- [Task description] Look through the material that follows and show every line with the string "hand".

- [Supplied material]

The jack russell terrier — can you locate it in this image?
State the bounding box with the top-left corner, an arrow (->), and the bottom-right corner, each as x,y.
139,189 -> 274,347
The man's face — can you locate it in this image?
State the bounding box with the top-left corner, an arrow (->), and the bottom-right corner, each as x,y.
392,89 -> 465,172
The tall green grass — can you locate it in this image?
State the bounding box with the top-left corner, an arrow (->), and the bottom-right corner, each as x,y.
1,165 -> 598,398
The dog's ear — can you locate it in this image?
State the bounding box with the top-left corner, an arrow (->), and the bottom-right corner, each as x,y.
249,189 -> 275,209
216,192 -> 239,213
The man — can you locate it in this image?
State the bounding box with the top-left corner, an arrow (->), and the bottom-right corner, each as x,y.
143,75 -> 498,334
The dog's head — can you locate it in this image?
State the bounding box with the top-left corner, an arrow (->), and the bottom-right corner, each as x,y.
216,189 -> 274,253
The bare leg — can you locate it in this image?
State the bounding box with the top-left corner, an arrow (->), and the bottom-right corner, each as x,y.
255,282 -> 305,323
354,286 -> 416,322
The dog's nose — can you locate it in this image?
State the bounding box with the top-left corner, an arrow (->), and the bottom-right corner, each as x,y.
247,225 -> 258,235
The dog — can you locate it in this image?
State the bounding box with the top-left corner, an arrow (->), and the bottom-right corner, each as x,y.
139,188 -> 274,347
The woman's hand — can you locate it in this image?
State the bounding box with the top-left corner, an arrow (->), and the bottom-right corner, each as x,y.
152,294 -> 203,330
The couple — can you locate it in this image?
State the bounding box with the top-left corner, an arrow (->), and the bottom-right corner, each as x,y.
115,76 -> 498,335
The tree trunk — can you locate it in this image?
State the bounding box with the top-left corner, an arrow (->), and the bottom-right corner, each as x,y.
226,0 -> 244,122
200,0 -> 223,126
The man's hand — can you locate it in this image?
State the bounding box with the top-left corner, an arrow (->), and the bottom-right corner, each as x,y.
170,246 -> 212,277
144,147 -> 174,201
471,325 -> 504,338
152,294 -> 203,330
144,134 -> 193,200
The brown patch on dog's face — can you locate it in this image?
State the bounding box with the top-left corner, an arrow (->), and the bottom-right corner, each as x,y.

- [Your response]
The woman's hand — can you locate it in this image?
The man's hand — can you locate it in this image?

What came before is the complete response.